>>>

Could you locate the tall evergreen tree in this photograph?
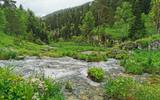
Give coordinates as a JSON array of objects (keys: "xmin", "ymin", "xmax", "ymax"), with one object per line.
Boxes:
[
  {"xmin": 91, "ymin": 0, "xmax": 122, "ymax": 26},
  {"xmin": 150, "ymin": 0, "xmax": 160, "ymax": 34},
  {"xmin": 80, "ymin": 11, "xmax": 95, "ymax": 41},
  {"xmin": 114, "ymin": 2, "xmax": 135, "ymax": 37},
  {"xmin": 129, "ymin": 0, "xmax": 146, "ymax": 40},
  {"xmin": 0, "ymin": 8, "xmax": 6, "ymax": 31},
  {"xmin": 4, "ymin": 9, "xmax": 26, "ymax": 35}
]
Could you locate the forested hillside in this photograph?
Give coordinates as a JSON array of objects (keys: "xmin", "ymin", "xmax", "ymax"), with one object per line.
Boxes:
[
  {"xmin": 44, "ymin": 2, "xmax": 91, "ymax": 40},
  {"xmin": 0, "ymin": 0, "xmax": 51, "ymax": 43},
  {"xmin": 44, "ymin": 0, "xmax": 159, "ymax": 45}
]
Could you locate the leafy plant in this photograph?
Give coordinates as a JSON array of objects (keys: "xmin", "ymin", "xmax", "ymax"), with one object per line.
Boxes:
[
  {"xmin": 121, "ymin": 50, "xmax": 160, "ymax": 75},
  {"xmin": 0, "ymin": 67, "xmax": 64, "ymax": 100},
  {"xmin": 0, "ymin": 48, "xmax": 17, "ymax": 60},
  {"xmin": 105, "ymin": 77, "xmax": 160, "ymax": 100},
  {"xmin": 105, "ymin": 77, "xmax": 135, "ymax": 100},
  {"xmin": 88, "ymin": 67, "xmax": 105, "ymax": 82},
  {"xmin": 65, "ymin": 80, "xmax": 73, "ymax": 92}
]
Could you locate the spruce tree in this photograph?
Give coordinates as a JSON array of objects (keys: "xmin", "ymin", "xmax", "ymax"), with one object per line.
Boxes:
[
  {"xmin": 129, "ymin": 0, "xmax": 146, "ymax": 40},
  {"xmin": 0, "ymin": 9, "xmax": 6, "ymax": 32}
]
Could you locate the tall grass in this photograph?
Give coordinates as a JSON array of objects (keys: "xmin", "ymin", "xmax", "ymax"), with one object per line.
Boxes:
[
  {"xmin": 121, "ymin": 50, "xmax": 160, "ymax": 74},
  {"xmin": 105, "ymin": 77, "xmax": 160, "ymax": 100},
  {"xmin": 0, "ymin": 67, "xmax": 64, "ymax": 100}
]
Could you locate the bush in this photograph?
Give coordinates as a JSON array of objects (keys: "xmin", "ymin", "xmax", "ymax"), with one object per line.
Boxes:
[
  {"xmin": 0, "ymin": 67, "xmax": 64, "ymax": 100},
  {"xmin": 105, "ymin": 77, "xmax": 160, "ymax": 100},
  {"xmin": 88, "ymin": 67, "xmax": 105, "ymax": 82},
  {"xmin": 65, "ymin": 80, "xmax": 73, "ymax": 92},
  {"xmin": 0, "ymin": 48, "xmax": 17, "ymax": 60},
  {"xmin": 106, "ymin": 77, "xmax": 135, "ymax": 100}
]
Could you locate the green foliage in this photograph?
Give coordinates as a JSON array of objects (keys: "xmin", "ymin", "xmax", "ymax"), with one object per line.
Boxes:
[
  {"xmin": 0, "ymin": 31, "xmax": 107, "ymax": 62},
  {"xmin": 0, "ymin": 48, "xmax": 17, "ymax": 60},
  {"xmin": 114, "ymin": 2, "xmax": 135, "ymax": 37},
  {"xmin": 106, "ymin": 48, "xmax": 128, "ymax": 59},
  {"xmin": 119, "ymin": 41, "xmax": 137, "ymax": 50},
  {"xmin": 121, "ymin": 50, "xmax": 160, "ymax": 74},
  {"xmin": 128, "ymin": 0, "xmax": 147, "ymax": 40},
  {"xmin": 0, "ymin": 67, "xmax": 64, "ymax": 100},
  {"xmin": 80, "ymin": 11, "xmax": 95, "ymax": 40},
  {"xmin": 106, "ymin": 77, "xmax": 135, "ymax": 99},
  {"xmin": 4, "ymin": 8, "xmax": 27, "ymax": 35},
  {"xmin": 92, "ymin": 0, "xmax": 122, "ymax": 26},
  {"xmin": 136, "ymin": 34, "xmax": 160, "ymax": 49},
  {"xmin": 88, "ymin": 67, "xmax": 105, "ymax": 82},
  {"xmin": 44, "ymin": 2, "xmax": 90, "ymax": 40},
  {"xmin": 27, "ymin": 10, "xmax": 49, "ymax": 43},
  {"xmin": 129, "ymin": 16, "xmax": 146, "ymax": 40},
  {"xmin": 142, "ymin": 13, "xmax": 156, "ymax": 35},
  {"xmin": 150, "ymin": 0, "xmax": 160, "ymax": 34},
  {"xmin": 0, "ymin": 2, "xmax": 50, "ymax": 43},
  {"xmin": 76, "ymin": 53, "xmax": 107, "ymax": 62},
  {"xmin": 50, "ymin": 41, "xmax": 106, "ymax": 61},
  {"xmin": 105, "ymin": 76, "xmax": 160, "ymax": 100},
  {"xmin": 0, "ymin": 9, "xmax": 6, "ymax": 32},
  {"xmin": 65, "ymin": 80, "xmax": 73, "ymax": 92}
]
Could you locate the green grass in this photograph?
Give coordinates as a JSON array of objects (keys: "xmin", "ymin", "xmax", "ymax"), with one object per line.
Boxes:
[
  {"xmin": 0, "ymin": 67, "xmax": 64, "ymax": 100},
  {"xmin": 121, "ymin": 50, "xmax": 160, "ymax": 75},
  {"xmin": 0, "ymin": 32, "xmax": 107, "ymax": 61},
  {"xmin": 48, "ymin": 42, "xmax": 107, "ymax": 61},
  {"xmin": 105, "ymin": 76, "xmax": 160, "ymax": 100}
]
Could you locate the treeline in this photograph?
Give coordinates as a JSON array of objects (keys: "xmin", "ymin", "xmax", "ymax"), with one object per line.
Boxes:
[
  {"xmin": 44, "ymin": 0, "xmax": 160, "ymax": 45},
  {"xmin": 0, "ymin": 0, "xmax": 50, "ymax": 44},
  {"xmin": 44, "ymin": 2, "xmax": 90, "ymax": 40}
]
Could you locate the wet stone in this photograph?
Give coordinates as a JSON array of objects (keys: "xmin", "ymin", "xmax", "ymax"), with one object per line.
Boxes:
[{"xmin": 0, "ymin": 56, "xmax": 124, "ymax": 100}]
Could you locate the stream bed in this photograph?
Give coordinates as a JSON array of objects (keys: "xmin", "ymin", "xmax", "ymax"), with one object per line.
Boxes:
[{"xmin": 0, "ymin": 56, "xmax": 124, "ymax": 100}]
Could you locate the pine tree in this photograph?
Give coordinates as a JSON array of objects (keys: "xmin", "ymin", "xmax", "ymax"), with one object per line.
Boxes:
[
  {"xmin": 150, "ymin": 0, "xmax": 160, "ymax": 34},
  {"xmin": 129, "ymin": 0, "xmax": 146, "ymax": 40},
  {"xmin": 80, "ymin": 11, "xmax": 95, "ymax": 40},
  {"xmin": 114, "ymin": 2, "xmax": 135, "ymax": 39},
  {"xmin": 0, "ymin": 9, "xmax": 6, "ymax": 32}
]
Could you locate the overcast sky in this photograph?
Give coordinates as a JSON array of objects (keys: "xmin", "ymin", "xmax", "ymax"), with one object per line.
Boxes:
[{"xmin": 15, "ymin": 0, "xmax": 93, "ymax": 17}]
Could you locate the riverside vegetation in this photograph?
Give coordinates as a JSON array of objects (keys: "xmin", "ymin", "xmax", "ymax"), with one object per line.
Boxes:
[{"xmin": 0, "ymin": 0, "xmax": 160, "ymax": 100}]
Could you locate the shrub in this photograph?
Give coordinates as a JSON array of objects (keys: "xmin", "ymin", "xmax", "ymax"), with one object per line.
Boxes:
[
  {"xmin": 121, "ymin": 60, "xmax": 144, "ymax": 74},
  {"xmin": 88, "ymin": 67, "xmax": 105, "ymax": 82},
  {"xmin": 105, "ymin": 77, "xmax": 135, "ymax": 100},
  {"xmin": 105, "ymin": 77, "xmax": 160, "ymax": 100},
  {"xmin": 0, "ymin": 48, "xmax": 17, "ymax": 60},
  {"xmin": 65, "ymin": 80, "xmax": 73, "ymax": 92},
  {"xmin": 0, "ymin": 67, "xmax": 64, "ymax": 100}
]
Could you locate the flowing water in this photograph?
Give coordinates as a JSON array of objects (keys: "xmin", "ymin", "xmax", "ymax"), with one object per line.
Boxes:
[{"xmin": 0, "ymin": 56, "xmax": 124, "ymax": 100}]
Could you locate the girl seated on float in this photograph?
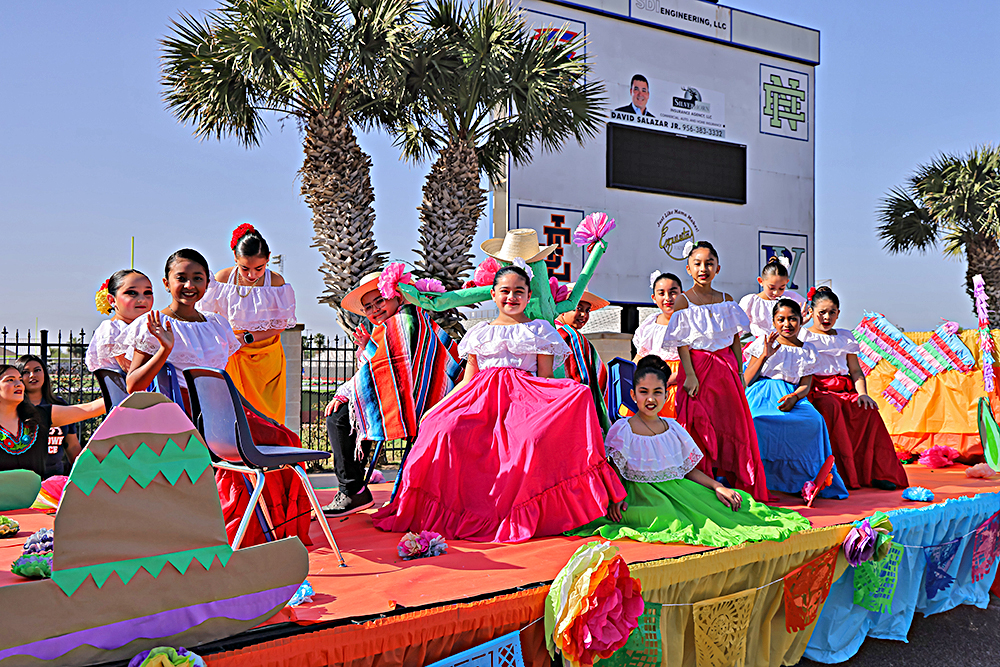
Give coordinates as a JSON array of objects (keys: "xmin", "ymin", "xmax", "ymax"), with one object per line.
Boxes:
[
  {"xmin": 739, "ymin": 255, "xmax": 809, "ymax": 343},
  {"xmin": 567, "ymin": 356, "xmax": 809, "ymax": 546},
  {"xmin": 662, "ymin": 241, "xmax": 770, "ymax": 501},
  {"xmin": 373, "ymin": 265, "xmax": 626, "ymax": 543},
  {"xmin": 802, "ymin": 287, "xmax": 908, "ymax": 490},
  {"xmin": 631, "ymin": 271, "xmax": 683, "ymax": 417},
  {"xmin": 87, "ymin": 270, "xmax": 156, "ymax": 372},
  {"xmin": 744, "ymin": 298, "xmax": 848, "ymax": 499}
]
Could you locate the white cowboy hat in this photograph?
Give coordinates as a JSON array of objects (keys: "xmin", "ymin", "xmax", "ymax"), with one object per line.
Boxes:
[
  {"xmin": 341, "ymin": 271, "xmax": 384, "ymax": 317},
  {"xmin": 480, "ymin": 229, "xmax": 558, "ymax": 263}
]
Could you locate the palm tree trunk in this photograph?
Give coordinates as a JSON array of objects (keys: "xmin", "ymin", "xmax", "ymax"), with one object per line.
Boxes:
[
  {"xmin": 415, "ymin": 138, "xmax": 487, "ymax": 339},
  {"xmin": 301, "ymin": 110, "xmax": 387, "ymax": 333},
  {"xmin": 965, "ymin": 233, "xmax": 1000, "ymax": 328}
]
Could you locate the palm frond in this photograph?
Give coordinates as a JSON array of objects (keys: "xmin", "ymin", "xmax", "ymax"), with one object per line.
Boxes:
[{"xmin": 875, "ymin": 185, "xmax": 939, "ymax": 254}]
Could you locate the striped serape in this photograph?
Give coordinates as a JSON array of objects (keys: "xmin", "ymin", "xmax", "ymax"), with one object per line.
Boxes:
[
  {"xmin": 348, "ymin": 304, "xmax": 462, "ymax": 442},
  {"xmin": 555, "ymin": 323, "xmax": 611, "ymax": 434}
]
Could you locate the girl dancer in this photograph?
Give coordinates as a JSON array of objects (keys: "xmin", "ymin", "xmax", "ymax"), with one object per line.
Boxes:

<<<

> [What the task asks]: Go through the listing above and state how many of its lines contain "tall", with no other words.

> [Answer below]: 2